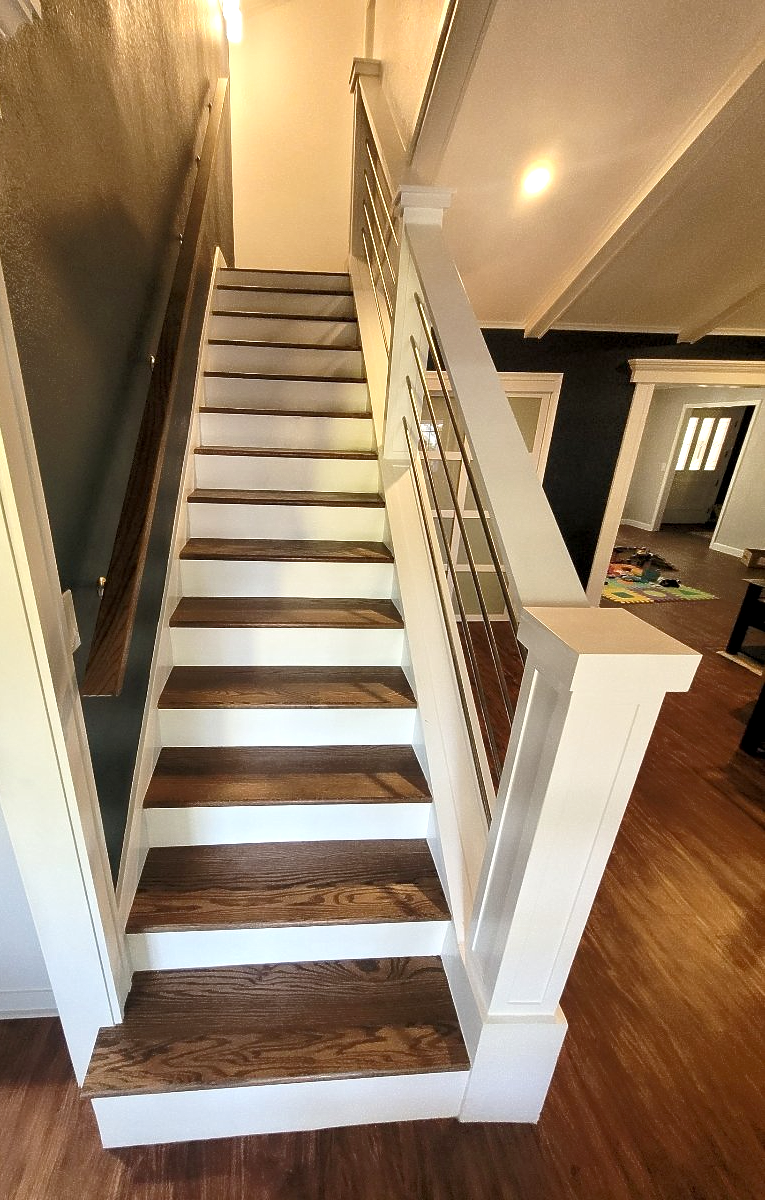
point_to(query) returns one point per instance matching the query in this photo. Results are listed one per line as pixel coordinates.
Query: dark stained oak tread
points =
(287, 688)
(230, 775)
(266, 550)
(327, 499)
(277, 885)
(281, 612)
(288, 453)
(236, 1026)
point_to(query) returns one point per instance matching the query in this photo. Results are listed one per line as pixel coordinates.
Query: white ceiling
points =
(652, 115)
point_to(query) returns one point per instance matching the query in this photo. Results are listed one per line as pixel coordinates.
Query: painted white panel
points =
(284, 822)
(301, 522)
(205, 577)
(326, 363)
(284, 329)
(291, 117)
(330, 395)
(288, 431)
(276, 1108)
(288, 647)
(288, 474)
(285, 727)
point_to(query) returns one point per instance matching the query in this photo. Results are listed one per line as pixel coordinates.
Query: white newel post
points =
(591, 691)
(415, 207)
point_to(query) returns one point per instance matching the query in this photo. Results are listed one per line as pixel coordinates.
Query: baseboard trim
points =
(26, 1002)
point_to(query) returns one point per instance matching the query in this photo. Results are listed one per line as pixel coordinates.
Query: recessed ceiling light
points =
(536, 179)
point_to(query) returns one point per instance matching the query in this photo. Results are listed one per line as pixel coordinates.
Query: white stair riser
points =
(305, 943)
(308, 280)
(325, 363)
(284, 822)
(285, 726)
(277, 1108)
(288, 647)
(288, 432)
(287, 474)
(318, 304)
(293, 521)
(284, 329)
(330, 395)
(208, 577)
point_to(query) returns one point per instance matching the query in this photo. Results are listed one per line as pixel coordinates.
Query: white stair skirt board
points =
(287, 474)
(193, 646)
(284, 329)
(276, 1108)
(305, 280)
(284, 822)
(299, 522)
(285, 726)
(327, 361)
(330, 395)
(291, 431)
(178, 949)
(230, 577)
(319, 304)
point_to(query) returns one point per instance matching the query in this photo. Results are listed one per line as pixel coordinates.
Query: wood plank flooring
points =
(287, 688)
(230, 1026)
(285, 775)
(264, 885)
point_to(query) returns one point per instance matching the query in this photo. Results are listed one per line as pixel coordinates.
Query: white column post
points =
(421, 207)
(592, 687)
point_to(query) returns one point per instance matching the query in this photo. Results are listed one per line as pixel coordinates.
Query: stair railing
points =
(526, 819)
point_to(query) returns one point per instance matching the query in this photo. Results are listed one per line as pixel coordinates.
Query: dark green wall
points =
(592, 412)
(103, 108)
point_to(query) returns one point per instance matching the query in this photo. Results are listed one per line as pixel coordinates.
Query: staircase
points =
(289, 919)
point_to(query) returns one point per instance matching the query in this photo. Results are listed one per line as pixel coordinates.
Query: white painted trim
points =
(136, 838)
(26, 1002)
(654, 192)
(276, 1108)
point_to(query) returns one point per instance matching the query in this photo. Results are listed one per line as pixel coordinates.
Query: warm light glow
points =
(537, 179)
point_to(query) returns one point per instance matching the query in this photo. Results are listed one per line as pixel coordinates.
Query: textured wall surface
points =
(592, 412)
(103, 108)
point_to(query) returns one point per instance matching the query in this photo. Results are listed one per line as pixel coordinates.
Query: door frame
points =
(646, 375)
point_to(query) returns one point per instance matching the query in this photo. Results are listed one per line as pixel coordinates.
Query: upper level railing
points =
(107, 664)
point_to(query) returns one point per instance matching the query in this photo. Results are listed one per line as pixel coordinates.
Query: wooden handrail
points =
(107, 664)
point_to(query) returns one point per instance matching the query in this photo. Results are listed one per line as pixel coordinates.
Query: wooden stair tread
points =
(260, 411)
(232, 775)
(273, 550)
(287, 688)
(277, 885)
(288, 453)
(236, 1026)
(281, 612)
(325, 499)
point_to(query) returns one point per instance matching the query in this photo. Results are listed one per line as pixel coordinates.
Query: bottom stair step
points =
(277, 1024)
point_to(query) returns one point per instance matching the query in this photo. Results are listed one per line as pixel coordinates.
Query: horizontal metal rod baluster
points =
(469, 472)
(497, 658)
(374, 289)
(377, 256)
(381, 193)
(438, 568)
(461, 605)
(387, 257)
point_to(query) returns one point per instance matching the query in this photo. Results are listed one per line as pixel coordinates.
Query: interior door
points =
(706, 443)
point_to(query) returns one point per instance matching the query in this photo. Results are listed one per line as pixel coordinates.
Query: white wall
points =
(405, 35)
(650, 480)
(291, 129)
(24, 985)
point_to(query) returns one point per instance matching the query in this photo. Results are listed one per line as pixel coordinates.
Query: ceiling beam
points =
(459, 41)
(722, 111)
(710, 318)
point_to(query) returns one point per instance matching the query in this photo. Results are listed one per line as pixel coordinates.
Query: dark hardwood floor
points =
(658, 1090)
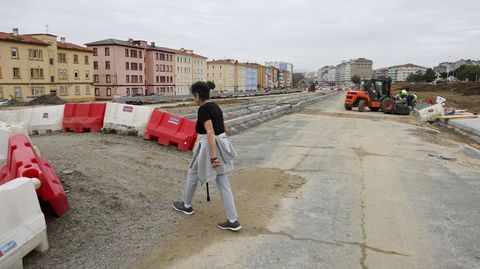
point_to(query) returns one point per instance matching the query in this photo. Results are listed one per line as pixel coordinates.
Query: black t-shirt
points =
(210, 111)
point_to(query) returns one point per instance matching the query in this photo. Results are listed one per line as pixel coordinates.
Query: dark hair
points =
(201, 88)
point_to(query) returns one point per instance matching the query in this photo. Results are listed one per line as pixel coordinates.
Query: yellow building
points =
(222, 73)
(189, 68)
(34, 65)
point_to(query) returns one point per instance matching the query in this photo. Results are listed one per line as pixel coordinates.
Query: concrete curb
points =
(466, 127)
(241, 123)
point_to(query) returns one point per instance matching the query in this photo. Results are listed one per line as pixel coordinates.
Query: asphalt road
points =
(379, 192)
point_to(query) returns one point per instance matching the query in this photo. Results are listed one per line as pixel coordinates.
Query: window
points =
(62, 73)
(63, 91)
(37, 91)
(36, 73)
(15, 53)
(16, 72)
(62, 58)
(18, 92)
(34, 54)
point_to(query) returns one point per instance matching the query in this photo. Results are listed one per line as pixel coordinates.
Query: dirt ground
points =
(120, 191)
(458, 95)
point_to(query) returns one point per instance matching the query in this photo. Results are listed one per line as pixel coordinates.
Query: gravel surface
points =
(119, 194)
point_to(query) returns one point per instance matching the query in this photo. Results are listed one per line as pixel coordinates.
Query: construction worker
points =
(404, 93)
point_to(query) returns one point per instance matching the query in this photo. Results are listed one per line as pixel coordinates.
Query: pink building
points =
(118, 68)
(160, 68)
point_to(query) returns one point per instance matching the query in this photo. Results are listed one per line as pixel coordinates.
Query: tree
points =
(297, 77)
(211, 85)
(468, 72)
(356, 79)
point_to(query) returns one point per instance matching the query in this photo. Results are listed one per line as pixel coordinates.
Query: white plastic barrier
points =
(45, 119)
(440, 100)
(6, 131)
(432, 112)
(19, 117)
(126, 118)
(22, 225)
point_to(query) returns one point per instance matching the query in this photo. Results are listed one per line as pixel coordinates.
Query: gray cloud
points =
(307, 33)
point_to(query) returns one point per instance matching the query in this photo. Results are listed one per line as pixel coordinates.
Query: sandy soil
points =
(120, 191)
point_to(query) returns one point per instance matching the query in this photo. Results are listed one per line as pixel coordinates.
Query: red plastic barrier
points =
(22, 161)
(81, 118)
(171, 129)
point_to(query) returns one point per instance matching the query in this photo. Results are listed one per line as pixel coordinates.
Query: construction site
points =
(315, 185)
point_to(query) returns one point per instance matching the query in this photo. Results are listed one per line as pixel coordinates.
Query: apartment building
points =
(262, 77)
(37, 64)
(272, 77)
(252, 77)
(160, 70)
(240, 77)
(190, 68)
(400, 73)
(362, 68)
(285, 67)
(222, 73)
(380, 72)
(119, 68)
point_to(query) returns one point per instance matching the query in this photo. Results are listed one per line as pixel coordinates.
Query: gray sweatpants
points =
(223, 186)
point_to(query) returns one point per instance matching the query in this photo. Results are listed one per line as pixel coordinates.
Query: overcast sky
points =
(307, 33)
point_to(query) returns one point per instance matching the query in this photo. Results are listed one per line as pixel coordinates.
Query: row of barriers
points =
(25, 174)
(143, 121)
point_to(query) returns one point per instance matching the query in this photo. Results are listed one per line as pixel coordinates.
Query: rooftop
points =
(27, 39)
(112, 41)
(70, 46)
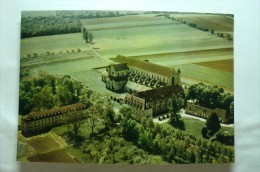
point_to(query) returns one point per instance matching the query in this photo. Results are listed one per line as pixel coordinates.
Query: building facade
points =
(153, 102)
(133, 75)
(38, 121)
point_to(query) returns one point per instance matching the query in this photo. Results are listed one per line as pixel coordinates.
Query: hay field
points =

◇ ◇ ◇

Task brief — Count the lines of the entries above that contain the word "railing", treating uppercase and lowercase as different, and give only the number.

Output — 2